### Written problem A
Answer these from the 1997 Ukrainian Cup final article, one line each:
(i) How many people attended the match?
(ii) Who scored the goal, and in which minute?
(iii) Which two players received yellow cards?
### Written problem B
For each statement, say yes or no according to the 1997 Ukrainian Cup final article, and quote the words that decide it:
(i) Dnipro Dnipropetrovsk won the match.
(ii) The referee came from Donetsk.
(iii) Both yellow cards went to Shakhtar players.
### Written problem C
Pick up the 1997 Ukrainian Cup final article after its last sentence and write what comes next.

### Extracted text
+++
1997 Ukrainian Cup final
- Event: Ukrainian Cup 1996-97
| Shakhtar Donetsk | Dnipro Dnipropetrovsk |
| 1 | 0 |
- Date: 25 May 1997
- Venue: NSC Olimpiyskyi, Kyiv
- Referee: Serhiy Tatulian (Kyiv)
- Attendance: 26,000
- Weather: 12 °C

= 1997 Ukrainian Cup final =

The 1997 Ukrainian Cup final was a football match that took place at the NSC Olimpiyskiy on 25 May 1997. The match was the 6th Ukrainian Cup Final and it was contested by FC Shakhtar Donetsk and FC Dnipro Dnipropetrovsk. The 1997 Ukrainian Cup Final was the fifth to be held in the Ukrainian capital Kyiv. Shakhtar won by a single goal netted by Serhiy Atelkin in the 36th minute.

There also were a couple of yellow cards issued at this game, both of them to Shakhtar players: Potskhveria and Hennadiy Orbu.
+++
### Dataset records
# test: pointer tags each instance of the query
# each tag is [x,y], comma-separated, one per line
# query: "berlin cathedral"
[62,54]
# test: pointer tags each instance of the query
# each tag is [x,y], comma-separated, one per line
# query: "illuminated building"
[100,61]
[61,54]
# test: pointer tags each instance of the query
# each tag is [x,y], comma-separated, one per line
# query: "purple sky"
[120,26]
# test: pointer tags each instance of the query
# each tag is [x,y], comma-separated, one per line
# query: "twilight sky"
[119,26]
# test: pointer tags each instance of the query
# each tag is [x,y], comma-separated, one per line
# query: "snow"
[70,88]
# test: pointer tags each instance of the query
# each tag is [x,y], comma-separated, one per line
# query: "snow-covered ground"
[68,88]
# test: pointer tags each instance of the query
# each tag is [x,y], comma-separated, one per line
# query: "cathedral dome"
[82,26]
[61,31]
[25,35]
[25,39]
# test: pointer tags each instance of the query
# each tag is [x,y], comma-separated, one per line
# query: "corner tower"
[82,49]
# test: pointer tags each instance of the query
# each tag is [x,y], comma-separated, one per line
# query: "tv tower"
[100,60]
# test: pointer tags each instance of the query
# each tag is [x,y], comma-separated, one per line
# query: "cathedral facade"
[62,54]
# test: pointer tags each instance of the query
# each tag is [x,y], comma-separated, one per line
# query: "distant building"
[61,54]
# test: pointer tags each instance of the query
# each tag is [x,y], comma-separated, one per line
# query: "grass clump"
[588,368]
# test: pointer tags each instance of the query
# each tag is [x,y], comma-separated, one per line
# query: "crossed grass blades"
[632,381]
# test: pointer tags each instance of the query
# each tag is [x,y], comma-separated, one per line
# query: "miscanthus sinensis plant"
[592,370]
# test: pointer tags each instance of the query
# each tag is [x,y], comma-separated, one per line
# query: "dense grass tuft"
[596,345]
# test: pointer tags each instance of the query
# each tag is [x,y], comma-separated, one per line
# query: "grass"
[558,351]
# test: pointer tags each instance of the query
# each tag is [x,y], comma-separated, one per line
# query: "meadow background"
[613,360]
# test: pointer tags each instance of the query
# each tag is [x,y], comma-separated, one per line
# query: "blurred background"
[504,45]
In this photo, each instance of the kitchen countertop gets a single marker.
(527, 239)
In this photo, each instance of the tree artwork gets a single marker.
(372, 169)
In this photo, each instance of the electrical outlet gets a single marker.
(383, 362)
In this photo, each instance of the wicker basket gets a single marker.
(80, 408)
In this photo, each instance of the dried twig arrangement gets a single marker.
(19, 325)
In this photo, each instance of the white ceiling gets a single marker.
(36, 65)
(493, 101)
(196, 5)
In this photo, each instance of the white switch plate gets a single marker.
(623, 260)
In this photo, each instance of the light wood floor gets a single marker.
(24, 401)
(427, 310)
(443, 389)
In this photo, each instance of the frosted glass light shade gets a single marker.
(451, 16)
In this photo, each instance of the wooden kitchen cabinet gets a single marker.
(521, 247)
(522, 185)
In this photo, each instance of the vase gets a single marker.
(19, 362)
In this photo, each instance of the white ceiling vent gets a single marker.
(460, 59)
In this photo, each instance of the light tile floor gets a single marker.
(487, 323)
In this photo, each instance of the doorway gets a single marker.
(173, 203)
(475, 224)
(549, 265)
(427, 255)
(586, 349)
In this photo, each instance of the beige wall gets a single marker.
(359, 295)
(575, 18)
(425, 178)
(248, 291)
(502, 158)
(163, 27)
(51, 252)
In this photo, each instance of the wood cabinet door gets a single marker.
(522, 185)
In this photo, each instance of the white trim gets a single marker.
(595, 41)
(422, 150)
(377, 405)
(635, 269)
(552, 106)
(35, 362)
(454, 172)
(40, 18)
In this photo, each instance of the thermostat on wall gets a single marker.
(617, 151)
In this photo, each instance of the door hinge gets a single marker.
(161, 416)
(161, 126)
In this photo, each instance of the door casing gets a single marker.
+++
### Task answer A
(i) 26,000
(ii) Serhiy Atelkin, in the 36th minute
(iii) Potskhveria and Hennadiy Orbu

### Task answer B
(i) No: "Shakhtar won by a single goal netted by Serhiy Atelkin in the 36th minute."
(ii) No: "Referee: Serhiy Tatulian (Kyiv)"
(iii) Yes: "both of them to Shakhtar players"

### Task answer C
== Road to Kyiv ==

Both teams started from the first round of the competition (1/16). Shakhtar, if not considering their first game in Mariupol, had some difficulties along the way meeting resistance from every team. Especially surprising was the face-off with Vorskla Poltava which almost revenged the miners for the face-slap from two years previously. In the semi-final Shakhtar defeated the Armymen which, alas, managed to show no teeth in their second game. Dnipro impressed when it easily defeated the two-time winners of the tournament, Chornomorets Odesa.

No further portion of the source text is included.